Start of Records to process
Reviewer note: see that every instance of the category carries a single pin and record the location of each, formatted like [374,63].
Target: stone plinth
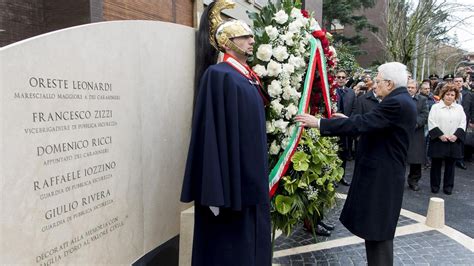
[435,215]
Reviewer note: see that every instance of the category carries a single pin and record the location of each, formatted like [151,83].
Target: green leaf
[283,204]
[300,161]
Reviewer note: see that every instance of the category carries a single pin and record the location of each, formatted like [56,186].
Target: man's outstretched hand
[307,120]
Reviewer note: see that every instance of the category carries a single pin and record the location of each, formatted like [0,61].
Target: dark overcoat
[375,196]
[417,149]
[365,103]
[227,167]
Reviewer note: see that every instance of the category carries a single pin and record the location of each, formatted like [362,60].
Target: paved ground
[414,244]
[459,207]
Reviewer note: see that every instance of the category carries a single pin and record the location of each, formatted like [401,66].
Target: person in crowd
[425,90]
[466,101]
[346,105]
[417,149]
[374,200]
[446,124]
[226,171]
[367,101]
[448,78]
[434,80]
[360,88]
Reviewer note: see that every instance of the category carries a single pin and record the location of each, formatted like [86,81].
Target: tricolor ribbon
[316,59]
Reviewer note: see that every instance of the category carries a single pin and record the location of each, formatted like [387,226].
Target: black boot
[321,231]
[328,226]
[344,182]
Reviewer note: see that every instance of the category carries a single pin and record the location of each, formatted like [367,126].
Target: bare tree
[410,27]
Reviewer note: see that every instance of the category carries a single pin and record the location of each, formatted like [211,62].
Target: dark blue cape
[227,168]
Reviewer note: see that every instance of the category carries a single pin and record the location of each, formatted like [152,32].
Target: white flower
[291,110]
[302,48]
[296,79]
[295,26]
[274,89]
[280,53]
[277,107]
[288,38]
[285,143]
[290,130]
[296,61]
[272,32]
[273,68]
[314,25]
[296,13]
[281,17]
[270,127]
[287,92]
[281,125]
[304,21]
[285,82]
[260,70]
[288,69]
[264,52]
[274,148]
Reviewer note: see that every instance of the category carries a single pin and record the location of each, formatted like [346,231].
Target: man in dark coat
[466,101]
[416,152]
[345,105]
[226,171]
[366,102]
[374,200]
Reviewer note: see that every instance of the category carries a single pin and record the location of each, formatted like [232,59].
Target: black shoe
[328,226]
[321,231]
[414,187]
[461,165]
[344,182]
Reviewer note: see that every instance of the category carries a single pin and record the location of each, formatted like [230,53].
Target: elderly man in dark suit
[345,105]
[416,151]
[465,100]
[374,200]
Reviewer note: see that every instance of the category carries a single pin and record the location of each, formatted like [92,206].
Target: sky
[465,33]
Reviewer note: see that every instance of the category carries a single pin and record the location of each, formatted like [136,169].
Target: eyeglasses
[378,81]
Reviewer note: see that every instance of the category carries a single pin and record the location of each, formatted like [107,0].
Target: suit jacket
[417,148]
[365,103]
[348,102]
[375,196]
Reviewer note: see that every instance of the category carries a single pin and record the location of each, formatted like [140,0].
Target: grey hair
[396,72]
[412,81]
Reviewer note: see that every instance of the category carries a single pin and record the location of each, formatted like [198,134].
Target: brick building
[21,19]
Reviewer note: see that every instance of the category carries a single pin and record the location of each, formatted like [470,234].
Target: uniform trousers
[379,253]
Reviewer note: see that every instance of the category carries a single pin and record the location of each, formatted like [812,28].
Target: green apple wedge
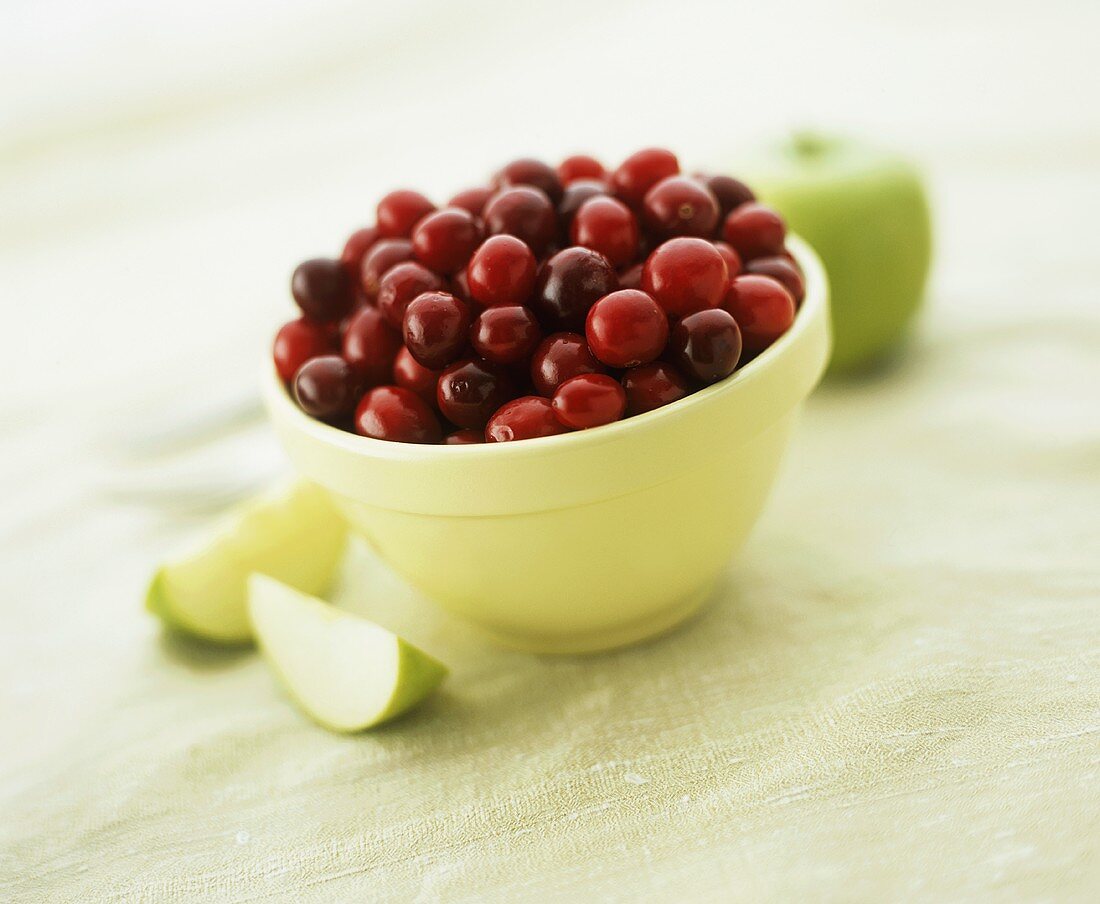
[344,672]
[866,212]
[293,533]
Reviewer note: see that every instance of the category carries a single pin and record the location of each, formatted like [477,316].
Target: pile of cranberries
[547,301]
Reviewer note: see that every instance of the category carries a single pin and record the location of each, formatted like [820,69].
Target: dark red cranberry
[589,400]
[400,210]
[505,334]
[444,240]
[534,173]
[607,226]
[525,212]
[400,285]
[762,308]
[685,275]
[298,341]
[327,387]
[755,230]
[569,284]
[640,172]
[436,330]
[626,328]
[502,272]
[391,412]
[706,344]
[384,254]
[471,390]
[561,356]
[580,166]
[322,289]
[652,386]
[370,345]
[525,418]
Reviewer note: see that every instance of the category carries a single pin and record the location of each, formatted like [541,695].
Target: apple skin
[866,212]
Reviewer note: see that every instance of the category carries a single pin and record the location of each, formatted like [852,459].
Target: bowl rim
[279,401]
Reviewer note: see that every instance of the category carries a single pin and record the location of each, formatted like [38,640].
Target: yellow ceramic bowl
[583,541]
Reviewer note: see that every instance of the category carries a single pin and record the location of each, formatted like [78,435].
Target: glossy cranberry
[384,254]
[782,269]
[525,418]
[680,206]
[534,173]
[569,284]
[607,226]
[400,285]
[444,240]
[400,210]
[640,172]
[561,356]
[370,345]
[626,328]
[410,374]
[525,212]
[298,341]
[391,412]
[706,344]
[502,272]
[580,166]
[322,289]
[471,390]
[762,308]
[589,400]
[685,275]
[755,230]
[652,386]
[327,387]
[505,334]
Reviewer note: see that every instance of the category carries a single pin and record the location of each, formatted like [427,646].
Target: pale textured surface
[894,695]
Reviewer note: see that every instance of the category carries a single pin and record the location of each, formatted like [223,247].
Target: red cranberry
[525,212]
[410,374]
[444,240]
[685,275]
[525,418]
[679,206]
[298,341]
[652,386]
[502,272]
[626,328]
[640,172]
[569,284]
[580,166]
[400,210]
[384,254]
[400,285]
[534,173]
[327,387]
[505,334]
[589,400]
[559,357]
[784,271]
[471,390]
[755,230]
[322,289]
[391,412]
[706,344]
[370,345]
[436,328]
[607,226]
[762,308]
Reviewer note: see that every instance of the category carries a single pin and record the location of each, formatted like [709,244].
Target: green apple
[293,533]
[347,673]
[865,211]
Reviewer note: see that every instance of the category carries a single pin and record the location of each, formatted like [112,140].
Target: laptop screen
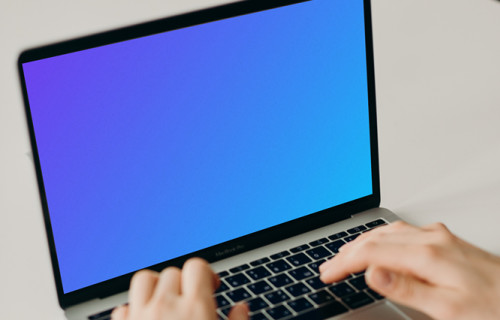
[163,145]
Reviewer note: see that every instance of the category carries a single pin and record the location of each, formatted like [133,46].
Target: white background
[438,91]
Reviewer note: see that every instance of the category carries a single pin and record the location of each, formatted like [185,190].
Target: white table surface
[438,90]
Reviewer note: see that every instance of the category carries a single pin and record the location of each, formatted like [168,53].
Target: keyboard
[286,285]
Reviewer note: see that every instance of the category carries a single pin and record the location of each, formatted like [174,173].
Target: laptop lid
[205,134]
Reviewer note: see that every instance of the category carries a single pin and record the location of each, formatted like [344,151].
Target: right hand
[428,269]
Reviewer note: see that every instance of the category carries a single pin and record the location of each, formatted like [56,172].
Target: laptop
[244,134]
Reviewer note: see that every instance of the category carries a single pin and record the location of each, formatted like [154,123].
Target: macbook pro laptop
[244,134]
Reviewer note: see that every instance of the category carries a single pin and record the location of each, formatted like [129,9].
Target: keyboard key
End of Records to process
Do this: Retype, word for word, the lines from the one with "formatted like [709,244]." through the last line of the entries above, and only those lines. Leave pictures out.

Task answer:
Reviewer note: see that every instance of the category carries a single pin and record the location of each, formatted like [709,244].
Target: green apple
[293,533]
[347,673]
[865,211]
Reviewer note: see that every instance of the category carries a single pin and record the location of each, formatted like [112,140].
Target: laptop screen
[163,145]
Reviewer note: see that every instance of the category carries a single pin and record the location of each, formatted like [133,46].
Target: white background
[438,91]
Reviewer note: see that every instance of the category carries a single pin and record the location of each, formatted like [185,190].
Target: white table surface
[438,90]
Reviewer note: see that every instance of the category carries a single pin and record the location of each, formatted like [168,53].
Target: keyboard
[286,285]
Reviewer note: see that every instance of the category carries a single pin and record the location of each, formatted like [174,173].
Target: laptop lid
[205,134]
Reviewer note: see that every instance of the category carries a single pin and record the location of each, formatted like [344,151].
Target: right hand
[428,269]
Reviewer note: see that every instance of the category carries a single pin and record the location of each, formatted like [56,172].
Target: laptop
[244,134]
Reviewer note: see that every instance of the category carries a single pin and record the location of each, formatted like [154,123].
Target: macbook pro laptop
[244,134]
Reviewer note: see that every instance of the category carries a single pin and record the location of each, formatted like [129,9].
Target: keyboard key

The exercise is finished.